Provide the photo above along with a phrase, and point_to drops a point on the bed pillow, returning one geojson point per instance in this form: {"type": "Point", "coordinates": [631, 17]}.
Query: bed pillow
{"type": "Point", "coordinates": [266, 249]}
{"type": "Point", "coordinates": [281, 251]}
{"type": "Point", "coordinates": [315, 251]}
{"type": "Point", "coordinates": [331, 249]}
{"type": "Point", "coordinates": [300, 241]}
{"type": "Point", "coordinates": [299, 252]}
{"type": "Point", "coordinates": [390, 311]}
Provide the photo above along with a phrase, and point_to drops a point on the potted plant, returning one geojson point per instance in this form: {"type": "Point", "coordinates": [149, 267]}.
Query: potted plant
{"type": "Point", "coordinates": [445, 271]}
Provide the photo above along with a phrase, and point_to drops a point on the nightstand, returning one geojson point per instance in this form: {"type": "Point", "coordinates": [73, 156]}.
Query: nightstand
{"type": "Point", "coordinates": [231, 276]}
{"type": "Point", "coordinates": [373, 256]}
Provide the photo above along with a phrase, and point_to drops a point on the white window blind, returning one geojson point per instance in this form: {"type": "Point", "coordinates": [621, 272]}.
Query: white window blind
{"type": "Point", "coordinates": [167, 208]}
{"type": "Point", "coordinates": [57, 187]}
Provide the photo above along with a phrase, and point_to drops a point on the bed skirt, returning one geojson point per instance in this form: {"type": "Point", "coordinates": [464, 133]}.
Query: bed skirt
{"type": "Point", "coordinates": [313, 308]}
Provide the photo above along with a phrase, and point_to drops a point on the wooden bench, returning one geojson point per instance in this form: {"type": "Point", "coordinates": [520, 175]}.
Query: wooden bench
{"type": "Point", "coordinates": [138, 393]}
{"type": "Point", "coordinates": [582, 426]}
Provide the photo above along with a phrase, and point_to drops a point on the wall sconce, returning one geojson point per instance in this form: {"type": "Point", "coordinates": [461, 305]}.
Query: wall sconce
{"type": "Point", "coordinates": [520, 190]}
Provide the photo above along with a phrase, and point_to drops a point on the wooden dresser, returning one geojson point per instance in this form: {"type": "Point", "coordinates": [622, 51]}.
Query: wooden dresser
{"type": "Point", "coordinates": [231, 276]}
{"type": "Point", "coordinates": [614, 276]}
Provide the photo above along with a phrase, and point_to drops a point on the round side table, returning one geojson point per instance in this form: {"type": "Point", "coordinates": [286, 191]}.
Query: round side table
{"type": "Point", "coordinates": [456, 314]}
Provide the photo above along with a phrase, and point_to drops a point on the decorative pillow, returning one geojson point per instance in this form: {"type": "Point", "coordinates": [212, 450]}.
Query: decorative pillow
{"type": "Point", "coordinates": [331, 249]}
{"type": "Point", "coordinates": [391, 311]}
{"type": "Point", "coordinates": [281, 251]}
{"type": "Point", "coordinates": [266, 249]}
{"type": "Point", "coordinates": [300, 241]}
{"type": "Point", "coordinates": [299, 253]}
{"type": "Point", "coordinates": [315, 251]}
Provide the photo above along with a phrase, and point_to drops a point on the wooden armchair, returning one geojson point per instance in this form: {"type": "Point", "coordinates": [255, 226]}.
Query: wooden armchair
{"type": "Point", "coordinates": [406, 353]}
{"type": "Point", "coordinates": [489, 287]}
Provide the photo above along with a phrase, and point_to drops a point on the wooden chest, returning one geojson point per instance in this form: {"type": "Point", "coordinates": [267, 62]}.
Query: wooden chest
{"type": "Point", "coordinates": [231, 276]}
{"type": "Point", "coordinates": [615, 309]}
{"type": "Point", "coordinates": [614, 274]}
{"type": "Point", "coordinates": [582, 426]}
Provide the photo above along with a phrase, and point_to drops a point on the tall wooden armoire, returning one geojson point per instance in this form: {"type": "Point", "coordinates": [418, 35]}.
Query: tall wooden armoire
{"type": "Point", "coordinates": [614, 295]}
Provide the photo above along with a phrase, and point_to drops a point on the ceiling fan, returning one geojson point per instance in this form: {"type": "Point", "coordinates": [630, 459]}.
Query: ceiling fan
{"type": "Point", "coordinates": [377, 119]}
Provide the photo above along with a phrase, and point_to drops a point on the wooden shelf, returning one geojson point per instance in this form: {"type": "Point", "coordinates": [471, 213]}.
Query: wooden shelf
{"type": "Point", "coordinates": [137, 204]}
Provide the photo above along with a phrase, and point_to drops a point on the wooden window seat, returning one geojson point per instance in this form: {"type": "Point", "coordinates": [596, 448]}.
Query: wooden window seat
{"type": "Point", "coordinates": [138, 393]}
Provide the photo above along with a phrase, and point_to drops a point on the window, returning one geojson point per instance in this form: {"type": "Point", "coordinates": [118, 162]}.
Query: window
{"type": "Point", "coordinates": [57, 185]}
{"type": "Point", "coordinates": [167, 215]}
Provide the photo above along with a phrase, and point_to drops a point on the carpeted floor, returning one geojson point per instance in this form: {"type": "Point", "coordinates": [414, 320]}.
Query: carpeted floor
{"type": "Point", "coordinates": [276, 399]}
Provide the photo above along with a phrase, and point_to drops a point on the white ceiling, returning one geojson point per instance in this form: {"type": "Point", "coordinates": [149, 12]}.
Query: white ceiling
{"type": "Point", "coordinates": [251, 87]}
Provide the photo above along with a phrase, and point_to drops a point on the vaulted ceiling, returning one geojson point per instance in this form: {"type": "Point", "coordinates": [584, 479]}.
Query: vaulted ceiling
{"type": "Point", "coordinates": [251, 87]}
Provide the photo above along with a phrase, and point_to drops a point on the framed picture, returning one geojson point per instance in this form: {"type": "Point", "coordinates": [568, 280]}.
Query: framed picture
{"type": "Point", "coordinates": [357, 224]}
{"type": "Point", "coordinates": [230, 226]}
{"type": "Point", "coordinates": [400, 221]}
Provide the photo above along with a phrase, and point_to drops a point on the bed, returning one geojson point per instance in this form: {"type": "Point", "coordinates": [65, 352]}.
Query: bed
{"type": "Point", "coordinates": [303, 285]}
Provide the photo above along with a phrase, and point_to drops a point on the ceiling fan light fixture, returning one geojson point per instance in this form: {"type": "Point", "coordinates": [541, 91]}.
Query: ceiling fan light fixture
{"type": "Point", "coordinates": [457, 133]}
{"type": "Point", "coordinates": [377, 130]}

============================================================

- THE REQUEST
Extract exactly the lines between the line containing "the bed, returning" and the end of the data, including both.

- ANSWER TO THE PROBLEM
Provide the photo above along with a phrase, and point_to drops a point on the bed, returning one geojson point per instance in this form: {"type": "Point", "coordinates": [65, 352]}.
Query: bed
{"type": "Point", "coordinates": [303, 285]}
Provide the photo above along with a phrase, and point_to drops a point on the ceiling fan light fixture, returning one geojson point per instance in this form: {"type": "Point", "coordinates": [541, 91]}.
Query: ceiling fan light fixture
{"type": "Point", "coordinates": [457, 133]}
{"type": "Point", "coordinates": [377, 130]}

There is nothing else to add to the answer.